Stored rows:
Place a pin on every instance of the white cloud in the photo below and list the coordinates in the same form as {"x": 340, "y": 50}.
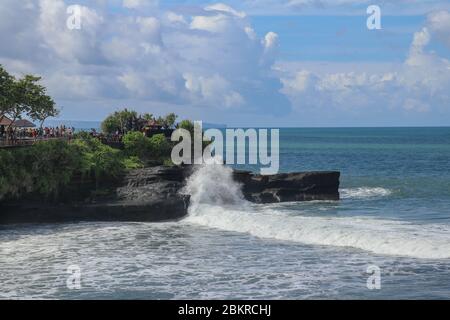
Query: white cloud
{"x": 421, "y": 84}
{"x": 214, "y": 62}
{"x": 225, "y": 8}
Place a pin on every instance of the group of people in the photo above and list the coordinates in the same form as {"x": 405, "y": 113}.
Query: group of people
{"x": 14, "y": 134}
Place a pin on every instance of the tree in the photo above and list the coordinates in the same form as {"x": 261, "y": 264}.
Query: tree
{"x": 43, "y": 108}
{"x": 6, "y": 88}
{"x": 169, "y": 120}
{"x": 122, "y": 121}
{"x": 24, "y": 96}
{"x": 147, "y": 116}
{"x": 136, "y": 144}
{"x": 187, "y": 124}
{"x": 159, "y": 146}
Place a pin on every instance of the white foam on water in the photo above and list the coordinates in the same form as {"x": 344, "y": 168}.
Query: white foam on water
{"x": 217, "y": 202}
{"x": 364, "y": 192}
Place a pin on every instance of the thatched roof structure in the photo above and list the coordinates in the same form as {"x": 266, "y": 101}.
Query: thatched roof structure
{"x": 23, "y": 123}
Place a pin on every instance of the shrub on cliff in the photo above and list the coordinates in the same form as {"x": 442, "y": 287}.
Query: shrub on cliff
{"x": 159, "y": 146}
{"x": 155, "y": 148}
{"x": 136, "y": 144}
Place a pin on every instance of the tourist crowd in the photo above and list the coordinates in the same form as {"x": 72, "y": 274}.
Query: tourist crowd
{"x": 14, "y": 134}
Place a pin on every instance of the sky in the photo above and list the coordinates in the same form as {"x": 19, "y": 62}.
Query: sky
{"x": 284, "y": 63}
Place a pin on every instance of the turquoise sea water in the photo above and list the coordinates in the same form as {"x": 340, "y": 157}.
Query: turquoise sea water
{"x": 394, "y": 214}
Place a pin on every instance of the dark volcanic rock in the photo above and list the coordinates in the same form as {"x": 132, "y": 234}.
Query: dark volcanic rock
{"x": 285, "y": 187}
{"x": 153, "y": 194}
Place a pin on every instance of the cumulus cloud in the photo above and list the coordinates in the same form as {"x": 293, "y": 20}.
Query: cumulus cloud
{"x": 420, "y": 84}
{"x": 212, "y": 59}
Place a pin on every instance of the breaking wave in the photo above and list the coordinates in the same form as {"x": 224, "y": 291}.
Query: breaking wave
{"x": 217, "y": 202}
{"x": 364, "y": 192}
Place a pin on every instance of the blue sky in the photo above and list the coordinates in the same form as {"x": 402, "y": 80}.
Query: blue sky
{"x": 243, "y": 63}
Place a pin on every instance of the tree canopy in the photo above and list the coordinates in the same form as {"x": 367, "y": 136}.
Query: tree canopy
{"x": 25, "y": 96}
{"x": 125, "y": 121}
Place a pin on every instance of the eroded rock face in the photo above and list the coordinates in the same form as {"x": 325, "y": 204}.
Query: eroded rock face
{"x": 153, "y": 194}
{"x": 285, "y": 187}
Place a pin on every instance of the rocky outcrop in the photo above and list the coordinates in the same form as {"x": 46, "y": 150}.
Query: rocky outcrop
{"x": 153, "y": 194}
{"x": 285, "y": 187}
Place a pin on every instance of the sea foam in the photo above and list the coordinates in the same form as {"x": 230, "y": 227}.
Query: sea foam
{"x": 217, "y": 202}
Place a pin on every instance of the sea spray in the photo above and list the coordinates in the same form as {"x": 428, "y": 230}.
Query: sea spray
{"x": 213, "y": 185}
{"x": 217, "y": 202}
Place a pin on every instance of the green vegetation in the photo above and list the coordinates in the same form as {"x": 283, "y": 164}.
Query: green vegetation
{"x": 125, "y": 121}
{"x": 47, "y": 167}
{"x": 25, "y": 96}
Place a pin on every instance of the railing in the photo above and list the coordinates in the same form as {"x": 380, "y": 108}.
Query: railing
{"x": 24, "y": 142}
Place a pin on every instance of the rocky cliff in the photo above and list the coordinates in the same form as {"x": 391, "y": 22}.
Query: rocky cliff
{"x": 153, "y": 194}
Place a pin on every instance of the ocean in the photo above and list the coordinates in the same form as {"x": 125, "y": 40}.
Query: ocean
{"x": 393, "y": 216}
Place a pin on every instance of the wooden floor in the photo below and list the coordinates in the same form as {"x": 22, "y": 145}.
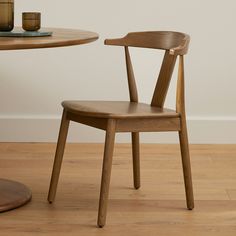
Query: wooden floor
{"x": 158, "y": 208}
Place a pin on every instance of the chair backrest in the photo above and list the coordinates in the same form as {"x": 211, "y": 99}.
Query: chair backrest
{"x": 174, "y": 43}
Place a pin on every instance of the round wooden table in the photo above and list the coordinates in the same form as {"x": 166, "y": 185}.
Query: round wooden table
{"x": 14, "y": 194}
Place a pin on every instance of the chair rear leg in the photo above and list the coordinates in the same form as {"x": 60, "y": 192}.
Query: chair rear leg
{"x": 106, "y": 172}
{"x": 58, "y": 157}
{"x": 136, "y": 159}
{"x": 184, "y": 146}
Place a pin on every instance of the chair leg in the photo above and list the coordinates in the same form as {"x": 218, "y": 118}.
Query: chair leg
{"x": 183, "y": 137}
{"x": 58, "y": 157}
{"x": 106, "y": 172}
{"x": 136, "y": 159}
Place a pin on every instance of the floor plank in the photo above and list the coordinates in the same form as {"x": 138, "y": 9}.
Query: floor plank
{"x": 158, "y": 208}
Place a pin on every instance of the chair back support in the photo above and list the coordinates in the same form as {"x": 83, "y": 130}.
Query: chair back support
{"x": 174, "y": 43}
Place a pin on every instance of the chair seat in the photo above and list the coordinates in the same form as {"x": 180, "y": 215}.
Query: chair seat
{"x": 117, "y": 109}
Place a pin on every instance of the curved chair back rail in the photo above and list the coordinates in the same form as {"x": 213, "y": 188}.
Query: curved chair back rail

Problem statement: Give back exactly the lines from the line holding "Place a pin on every instance of the chair back support" through the last line of the listing, including both.

Result of the task:
Place a pin on every instance of the chair back support in the photo above and list the coordinates in the same form as {"x": 83, "y": 130}.
Query: chair back support
{"x": 174, "y": 43}
Place a pin on every instance of the chair seat in the photo above and list the coordinates in the same form as {"x": 180, "y": 215}.
Query: chair seat
{"x": 117, "y": 109}
Place a pin on every instance of the curved chair back rail in the photo above and list the coordinates in the same form as {"x": 213, "y": 188}.
Query: curved chair back rail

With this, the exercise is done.